● OBJECTIVE: Find every line in the records that contains the string "roof", matching case exactly, and copy each of those lines.

*** DATASET RECORDS

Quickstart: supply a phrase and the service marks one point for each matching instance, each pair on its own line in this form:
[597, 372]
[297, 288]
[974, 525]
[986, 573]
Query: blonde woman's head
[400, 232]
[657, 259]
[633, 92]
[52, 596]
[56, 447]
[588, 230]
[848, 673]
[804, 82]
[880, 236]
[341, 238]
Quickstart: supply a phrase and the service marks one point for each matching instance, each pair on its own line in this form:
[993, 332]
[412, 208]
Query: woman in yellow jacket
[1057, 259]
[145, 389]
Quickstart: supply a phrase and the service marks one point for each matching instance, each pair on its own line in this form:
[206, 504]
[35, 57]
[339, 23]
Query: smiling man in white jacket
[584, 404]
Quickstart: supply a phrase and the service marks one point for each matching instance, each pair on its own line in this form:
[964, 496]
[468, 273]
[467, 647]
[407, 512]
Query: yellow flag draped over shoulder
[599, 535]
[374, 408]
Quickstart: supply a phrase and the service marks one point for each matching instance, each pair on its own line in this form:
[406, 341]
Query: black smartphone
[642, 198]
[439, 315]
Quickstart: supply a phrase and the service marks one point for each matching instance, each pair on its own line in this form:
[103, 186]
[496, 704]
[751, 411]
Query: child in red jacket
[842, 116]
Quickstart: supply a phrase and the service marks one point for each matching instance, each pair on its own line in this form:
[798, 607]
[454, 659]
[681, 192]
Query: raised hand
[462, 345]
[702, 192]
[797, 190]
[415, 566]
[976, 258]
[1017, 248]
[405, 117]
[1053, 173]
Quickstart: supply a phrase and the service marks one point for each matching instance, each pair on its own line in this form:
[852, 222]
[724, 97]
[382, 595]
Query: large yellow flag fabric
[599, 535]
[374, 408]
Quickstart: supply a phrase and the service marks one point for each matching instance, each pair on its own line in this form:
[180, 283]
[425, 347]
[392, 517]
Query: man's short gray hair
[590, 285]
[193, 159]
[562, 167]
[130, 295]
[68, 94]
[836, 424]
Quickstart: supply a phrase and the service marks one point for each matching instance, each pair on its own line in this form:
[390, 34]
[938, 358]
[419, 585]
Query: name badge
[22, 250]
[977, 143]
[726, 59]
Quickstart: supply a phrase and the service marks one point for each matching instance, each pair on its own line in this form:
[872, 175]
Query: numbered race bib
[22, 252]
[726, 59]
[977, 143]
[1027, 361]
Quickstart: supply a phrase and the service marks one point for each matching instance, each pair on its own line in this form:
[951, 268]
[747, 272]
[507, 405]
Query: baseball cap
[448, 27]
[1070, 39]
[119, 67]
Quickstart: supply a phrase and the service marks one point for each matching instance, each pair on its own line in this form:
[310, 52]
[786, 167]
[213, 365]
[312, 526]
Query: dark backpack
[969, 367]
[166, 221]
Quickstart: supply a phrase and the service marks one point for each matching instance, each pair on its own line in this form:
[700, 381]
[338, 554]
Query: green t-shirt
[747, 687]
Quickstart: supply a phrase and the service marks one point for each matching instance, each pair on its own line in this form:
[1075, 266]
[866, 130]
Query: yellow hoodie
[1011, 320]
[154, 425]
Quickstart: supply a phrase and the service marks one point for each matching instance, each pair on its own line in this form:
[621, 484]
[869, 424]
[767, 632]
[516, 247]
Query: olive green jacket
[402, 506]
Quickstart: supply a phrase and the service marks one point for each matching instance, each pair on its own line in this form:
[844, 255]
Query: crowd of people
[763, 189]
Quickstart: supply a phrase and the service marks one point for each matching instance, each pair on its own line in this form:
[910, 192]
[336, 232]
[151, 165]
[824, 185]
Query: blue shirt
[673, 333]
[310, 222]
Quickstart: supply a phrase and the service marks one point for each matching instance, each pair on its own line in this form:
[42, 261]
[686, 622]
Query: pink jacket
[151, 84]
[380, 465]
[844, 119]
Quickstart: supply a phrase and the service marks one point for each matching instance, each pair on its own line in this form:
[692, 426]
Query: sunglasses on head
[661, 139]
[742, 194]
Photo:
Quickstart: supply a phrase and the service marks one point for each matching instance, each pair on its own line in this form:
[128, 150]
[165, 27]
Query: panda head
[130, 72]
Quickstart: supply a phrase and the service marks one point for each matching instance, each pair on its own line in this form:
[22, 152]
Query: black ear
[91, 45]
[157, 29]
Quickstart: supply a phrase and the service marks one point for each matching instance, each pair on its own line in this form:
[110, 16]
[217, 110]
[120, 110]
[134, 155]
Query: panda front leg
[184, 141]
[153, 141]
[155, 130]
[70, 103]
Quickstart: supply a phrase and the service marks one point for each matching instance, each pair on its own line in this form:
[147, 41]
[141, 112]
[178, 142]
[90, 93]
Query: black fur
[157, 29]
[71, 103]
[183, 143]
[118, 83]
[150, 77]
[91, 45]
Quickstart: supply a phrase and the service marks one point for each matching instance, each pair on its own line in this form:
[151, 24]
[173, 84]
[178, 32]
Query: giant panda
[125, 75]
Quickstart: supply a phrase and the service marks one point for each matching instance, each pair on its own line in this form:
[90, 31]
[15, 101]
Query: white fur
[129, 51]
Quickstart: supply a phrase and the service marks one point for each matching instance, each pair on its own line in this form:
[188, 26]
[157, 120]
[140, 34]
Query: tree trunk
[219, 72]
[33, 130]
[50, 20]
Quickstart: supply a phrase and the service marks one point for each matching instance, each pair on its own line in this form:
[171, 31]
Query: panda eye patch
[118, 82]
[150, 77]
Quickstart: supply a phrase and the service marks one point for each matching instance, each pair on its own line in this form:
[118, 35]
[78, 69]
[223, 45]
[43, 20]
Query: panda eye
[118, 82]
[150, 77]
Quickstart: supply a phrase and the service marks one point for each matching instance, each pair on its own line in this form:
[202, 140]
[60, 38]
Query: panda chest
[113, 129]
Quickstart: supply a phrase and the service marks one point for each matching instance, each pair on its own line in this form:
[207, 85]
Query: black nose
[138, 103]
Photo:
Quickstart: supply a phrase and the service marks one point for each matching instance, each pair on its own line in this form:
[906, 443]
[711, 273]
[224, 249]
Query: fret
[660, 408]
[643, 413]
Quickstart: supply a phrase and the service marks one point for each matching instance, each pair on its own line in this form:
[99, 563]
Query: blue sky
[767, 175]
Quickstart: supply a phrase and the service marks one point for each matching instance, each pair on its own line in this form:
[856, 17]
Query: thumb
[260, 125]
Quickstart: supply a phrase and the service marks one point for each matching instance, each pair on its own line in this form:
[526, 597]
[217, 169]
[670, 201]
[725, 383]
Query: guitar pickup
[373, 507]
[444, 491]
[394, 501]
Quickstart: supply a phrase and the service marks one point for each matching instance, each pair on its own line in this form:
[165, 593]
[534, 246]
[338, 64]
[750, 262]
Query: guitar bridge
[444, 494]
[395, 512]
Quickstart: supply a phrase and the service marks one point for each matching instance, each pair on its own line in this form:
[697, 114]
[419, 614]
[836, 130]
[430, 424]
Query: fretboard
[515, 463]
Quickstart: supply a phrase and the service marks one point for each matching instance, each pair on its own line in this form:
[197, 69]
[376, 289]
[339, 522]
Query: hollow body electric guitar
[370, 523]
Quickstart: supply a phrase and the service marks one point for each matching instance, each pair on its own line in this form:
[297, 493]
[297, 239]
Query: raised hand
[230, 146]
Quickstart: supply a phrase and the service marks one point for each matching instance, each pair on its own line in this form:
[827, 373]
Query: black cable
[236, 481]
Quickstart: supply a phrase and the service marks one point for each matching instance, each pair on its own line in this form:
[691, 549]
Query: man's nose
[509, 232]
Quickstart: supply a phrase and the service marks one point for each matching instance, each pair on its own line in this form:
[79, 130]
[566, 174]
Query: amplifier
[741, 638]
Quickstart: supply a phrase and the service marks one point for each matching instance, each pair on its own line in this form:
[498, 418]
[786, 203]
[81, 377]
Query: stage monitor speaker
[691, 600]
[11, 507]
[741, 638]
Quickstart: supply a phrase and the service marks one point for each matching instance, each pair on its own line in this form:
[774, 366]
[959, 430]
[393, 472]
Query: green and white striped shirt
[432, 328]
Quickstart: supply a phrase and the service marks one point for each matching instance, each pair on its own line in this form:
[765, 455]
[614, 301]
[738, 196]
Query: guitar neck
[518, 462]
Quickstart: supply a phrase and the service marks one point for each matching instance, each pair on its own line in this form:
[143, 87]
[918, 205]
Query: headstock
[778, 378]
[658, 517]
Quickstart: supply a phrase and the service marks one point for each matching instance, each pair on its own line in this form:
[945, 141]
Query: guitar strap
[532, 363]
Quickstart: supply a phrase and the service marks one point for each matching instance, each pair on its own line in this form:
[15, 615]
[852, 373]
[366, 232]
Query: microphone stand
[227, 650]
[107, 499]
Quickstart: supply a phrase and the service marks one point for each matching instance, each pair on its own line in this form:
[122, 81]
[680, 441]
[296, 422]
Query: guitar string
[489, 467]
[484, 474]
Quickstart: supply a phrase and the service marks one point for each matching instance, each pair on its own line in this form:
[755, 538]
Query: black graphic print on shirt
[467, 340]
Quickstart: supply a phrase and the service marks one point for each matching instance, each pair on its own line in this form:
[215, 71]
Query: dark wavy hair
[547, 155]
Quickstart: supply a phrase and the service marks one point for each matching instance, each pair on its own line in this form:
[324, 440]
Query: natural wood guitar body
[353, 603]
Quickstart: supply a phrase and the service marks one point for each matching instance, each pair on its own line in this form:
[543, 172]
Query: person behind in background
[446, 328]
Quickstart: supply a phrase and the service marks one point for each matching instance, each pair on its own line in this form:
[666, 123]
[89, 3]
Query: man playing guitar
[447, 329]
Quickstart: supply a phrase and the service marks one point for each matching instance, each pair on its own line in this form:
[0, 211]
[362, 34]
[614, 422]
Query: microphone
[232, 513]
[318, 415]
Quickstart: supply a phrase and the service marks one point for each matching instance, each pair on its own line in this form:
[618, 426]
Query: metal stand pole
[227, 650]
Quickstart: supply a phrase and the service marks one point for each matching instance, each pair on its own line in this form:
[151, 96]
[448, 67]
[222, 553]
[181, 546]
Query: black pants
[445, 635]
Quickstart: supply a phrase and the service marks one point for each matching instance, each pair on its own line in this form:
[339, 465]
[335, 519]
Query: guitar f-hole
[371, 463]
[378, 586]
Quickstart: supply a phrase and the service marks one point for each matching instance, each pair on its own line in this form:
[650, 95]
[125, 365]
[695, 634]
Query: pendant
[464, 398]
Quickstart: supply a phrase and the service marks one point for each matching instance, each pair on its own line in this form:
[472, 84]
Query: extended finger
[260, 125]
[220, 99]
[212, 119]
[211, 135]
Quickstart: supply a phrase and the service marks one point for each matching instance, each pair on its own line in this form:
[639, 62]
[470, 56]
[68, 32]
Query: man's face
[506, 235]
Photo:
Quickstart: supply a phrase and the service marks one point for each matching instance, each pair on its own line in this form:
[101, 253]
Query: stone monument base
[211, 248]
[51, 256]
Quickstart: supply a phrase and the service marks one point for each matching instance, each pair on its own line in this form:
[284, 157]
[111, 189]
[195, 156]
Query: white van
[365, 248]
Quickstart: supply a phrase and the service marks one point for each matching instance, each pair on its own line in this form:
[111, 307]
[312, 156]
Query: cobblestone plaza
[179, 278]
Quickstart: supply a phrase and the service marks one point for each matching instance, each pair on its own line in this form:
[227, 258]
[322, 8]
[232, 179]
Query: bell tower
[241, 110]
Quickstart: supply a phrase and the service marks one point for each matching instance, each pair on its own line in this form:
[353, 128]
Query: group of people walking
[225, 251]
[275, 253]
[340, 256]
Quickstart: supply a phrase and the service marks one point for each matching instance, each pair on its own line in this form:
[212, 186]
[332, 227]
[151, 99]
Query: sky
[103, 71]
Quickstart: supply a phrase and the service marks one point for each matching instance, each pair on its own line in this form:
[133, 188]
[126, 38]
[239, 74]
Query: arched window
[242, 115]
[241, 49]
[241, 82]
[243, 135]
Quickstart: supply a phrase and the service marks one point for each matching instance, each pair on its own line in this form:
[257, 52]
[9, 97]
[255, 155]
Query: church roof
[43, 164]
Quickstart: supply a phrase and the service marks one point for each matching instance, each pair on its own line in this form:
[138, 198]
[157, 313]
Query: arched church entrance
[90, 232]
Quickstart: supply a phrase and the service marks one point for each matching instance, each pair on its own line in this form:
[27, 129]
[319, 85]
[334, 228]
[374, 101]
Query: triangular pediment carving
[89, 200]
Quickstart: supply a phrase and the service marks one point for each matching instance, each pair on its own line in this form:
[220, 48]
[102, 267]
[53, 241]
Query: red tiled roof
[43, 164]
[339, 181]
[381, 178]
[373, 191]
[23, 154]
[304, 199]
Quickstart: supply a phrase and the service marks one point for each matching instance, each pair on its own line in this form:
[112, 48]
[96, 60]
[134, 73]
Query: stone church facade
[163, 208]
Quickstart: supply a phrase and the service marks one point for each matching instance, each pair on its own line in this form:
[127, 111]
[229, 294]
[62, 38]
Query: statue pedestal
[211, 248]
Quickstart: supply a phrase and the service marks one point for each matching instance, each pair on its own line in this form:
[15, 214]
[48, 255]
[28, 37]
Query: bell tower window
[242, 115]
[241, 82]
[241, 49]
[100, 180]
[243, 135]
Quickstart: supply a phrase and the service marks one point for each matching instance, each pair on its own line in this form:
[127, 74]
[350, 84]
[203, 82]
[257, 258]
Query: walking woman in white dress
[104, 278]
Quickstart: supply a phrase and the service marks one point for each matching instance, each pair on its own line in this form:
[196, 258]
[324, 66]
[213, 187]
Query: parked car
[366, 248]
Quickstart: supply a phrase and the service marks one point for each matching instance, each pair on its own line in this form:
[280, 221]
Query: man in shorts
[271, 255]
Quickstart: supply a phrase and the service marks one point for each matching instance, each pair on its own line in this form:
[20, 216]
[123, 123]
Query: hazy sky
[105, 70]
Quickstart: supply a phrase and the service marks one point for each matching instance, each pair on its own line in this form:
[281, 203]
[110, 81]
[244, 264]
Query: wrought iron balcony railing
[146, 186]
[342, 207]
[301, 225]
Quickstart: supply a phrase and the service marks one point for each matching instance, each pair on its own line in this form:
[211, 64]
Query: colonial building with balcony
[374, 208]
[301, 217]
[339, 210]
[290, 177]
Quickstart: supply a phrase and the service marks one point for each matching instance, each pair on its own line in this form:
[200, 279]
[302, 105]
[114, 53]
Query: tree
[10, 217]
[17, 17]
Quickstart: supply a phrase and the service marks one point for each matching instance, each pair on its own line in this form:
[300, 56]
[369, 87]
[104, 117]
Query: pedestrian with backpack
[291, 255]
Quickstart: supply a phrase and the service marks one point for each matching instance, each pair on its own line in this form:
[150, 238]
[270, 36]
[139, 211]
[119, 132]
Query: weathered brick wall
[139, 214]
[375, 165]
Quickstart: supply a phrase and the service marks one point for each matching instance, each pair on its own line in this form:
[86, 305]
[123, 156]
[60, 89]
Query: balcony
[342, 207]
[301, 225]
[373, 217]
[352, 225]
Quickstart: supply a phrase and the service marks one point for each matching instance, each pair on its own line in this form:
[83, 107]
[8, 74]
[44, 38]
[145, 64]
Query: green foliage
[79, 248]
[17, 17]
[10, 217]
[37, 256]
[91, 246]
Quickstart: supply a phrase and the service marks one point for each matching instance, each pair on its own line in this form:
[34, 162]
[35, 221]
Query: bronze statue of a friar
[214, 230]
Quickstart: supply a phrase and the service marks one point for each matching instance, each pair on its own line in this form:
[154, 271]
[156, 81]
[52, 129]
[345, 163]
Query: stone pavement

******

● TASK RESPONSE:
Query: church roof
Query: red tiled roof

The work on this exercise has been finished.